__Information given__:
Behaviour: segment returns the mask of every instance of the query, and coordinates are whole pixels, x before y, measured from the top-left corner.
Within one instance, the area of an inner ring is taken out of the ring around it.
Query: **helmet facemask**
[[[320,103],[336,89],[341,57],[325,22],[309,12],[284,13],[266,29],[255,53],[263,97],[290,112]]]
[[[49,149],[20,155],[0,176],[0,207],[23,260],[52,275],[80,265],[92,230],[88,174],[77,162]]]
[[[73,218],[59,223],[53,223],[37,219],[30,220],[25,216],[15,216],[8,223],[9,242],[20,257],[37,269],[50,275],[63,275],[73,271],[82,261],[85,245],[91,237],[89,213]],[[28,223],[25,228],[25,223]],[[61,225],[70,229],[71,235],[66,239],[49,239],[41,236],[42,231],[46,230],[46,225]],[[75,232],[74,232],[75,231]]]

__Instructions for the task__: Rewrite every line of the entries above in full. Change only the coordinates in the answers: multiply each one by 0.3 and round it to a whole number, rounding halves up.

__Answer to the problem__:
Behaviour: segment returns the mask of every instance of the query, and coordinates are whole pixels, x before y, measured from the top-left corner.
Within one instance, the area of an inner ring is taken out of the ring around it.
Query: **helmet facemask**
[[[96,31],[101,27],[102,17],[98,7],[93,4],[85,4],[80,9],[77,16],[79,29],[87,34]]]
[[[15,45],[6,47],[0,53],[0,62],[7,78],[16,83],[24,80],[28,69],[26,52],[23,49]]]
[[[22,65],[18,67],[16,67],[11,66],[9,66],[8,65],[5,65],[2,67],[3,73],[6,77],[11,81],[15,83],[19,83],[22,81],[25,78],[26,74],[27,71],[27,64]],[[8,67],[8,68],[8,67]],[[18,68],[21,69],[21,71],[20,72],[15,72],[12,71],[13,69],[14,69],[14,68]],[[23,70],[22,70],[23,69]]]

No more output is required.